*Required action*:
Copy the data exactly. Images are the one exception.

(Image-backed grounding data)
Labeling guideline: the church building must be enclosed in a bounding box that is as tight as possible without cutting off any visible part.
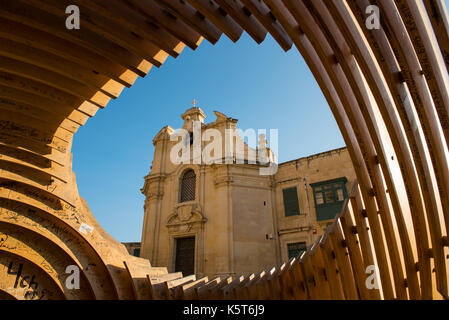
[140,106,356,279]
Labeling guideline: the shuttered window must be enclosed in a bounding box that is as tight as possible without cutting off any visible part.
[180,169,196,202]
[282,187,300,217]
[287,242,307,260]
[311,177,348,221]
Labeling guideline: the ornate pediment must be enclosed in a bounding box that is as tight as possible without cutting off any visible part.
[166,202,206,227]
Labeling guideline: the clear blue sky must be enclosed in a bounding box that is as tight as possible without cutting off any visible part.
[71,33,346,242]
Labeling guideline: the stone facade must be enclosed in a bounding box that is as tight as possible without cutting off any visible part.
[140,107,356,279]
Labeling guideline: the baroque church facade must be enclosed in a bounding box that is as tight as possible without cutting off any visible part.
[140,106,356,279]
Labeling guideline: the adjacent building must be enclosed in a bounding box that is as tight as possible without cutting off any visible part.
[122,242,141,257]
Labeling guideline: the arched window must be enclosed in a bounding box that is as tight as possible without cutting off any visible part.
[180,169,196,202]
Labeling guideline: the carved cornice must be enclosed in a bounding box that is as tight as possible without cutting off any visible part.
[141,174,166,197]
[147,191,164,201]
[214,175,233,187]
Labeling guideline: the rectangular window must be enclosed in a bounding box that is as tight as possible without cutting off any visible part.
[311,178,348,221]
[282,187,300,217]
[133,248,140,257]
[287,242,307,260]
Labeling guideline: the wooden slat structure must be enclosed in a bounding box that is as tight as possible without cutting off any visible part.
[0,0,448,300]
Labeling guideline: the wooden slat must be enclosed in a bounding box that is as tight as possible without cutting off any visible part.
[348,0,437,299]
[164,275,196,300]
[328,222,359,299]
[0,39,126,101]
[125,0,204,50]
[324,0,423,299]
[288,257,308,299]
[186,0,244,42]
[240,0,292,51]
[146,272,182,300]
[156,0,223,44]
[284,0,397,299]
[423,0,449,70]
[0,84,89,126]
[308,243,332,300]
[73,0,186,57]
[209,277,232,299]
[392,0,449,297]
[340,200,376,300]
[19,0,164,73]
[0,17,131,90]
[179,276,208,299]
[0,0,150,76]
[195,277,221,300]
[0,61,111,112]
[264,264,285,300]
[278,258,298,299]
[301,251,320,299]
[320,234,345,300]
[309,0,413,300]
[214,0,267,43]
[221,275,245,300]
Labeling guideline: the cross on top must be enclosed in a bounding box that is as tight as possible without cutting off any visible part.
[192,98,198,108]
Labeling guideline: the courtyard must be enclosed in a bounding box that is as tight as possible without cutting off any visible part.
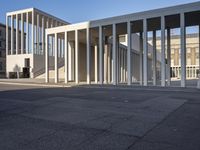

*Answer for the task*:
Labeling guideline: the church building must be enclosed in a bounding box that is as tight as possible without cutting off any visible part.
[140,106,356,279]
Labeling guideline: the shuttered window must be enclosed in a bounding box that is as tight as possible without cutting off any visible part.
[180,169,196,202]
[282,187,300,217]
[287,242,307,260]
[311,177,348,221]
Labeling guideline: the ornate pediment must be enclosed in a bounding box that is as tight as possible without cutting off any visible part.
[166,202,206,227]
Labeling guideline: the clear blue sky must be enclosed in a bounding box that is as tight as possible without cutting off any visible part.
[71,33,346,242]
Labeling guideline: the stone facade must be enclosed in a bounding box that is as tight as possible without cutting off any visible part.
[140,107,356,279]
Labeling guideline: the baroque church facade must be enclosed in a bounding box that is as tight as possible without cutting off any visible part.
[140,106,356,279]
Labeling guideline: the adjacent building must be enclosed in a bounding box that is as tight as possible without cutting off any visible part.
[122,242,141,257]
Labeling guideline: the arched window must be enclosed in a bounding box that is as tight as possible without cutting off any visible part.
[180,169,196,202]
Labeling guideline: the carved cornice must be enclosed in a bounding box that is as tight as possible without cutting off any visible part.
[141,174,166,197]
[147,191,164,201]
[214,175,233,187]
Labeling guideline: the rectangular window must be enclosed in a bounding box that is as tight as possible without cutting off any visible part.
[311,178,348,221]
[282,187,300,217]
[133,248,140,257]
[287,242,307,260]
Labeling guideline: the wooden slat structure must be enclosed in a bounding box that is as tight as possible without cutting off any visible part.
[0,0,448,300]
Labeling guideline: the wooden slat must be enclosed in a bounding box that is as tight as possible without cutting off any visible part.
[348,0,437,299]
[164,275,196,300]
[328,222,359,299]
[0,39,126,101]
[125,0,204,50]
[324,0,423,299]
[288,257,308,299]
[186,0,244,42]
[240,0,292,51]
[146,272,182,300]
[156,0,223,44]
[284,0,397,299]
[423,0,449,70]
[0,84,89,126]
[308,243,332,300]
[73,0,186,57]
[209,277,232,299]
[392,0,449,297]
[340,200,376,300]
[19,0,164,73]
[0,17,131,90]
[179,276,208,299]
[0,0,150,76]
[195,277,221,300]
[0,61,111,112]
[264,264,285,300]
[278,258,298,299]
[301,251,320,299]
[320,234,345,300]
[309,0,413,300]
[214,0,267,43]
[221,275,245,300]
Labeling guideline: the cross on top must be enclosed in a bounding box that is as tight as possible without cutting off any visible part.
[192,98,198,108]
Labeling guideline: the courtyard must be enclosed in a bounding box that is as tight as possible without cutting off any visible part.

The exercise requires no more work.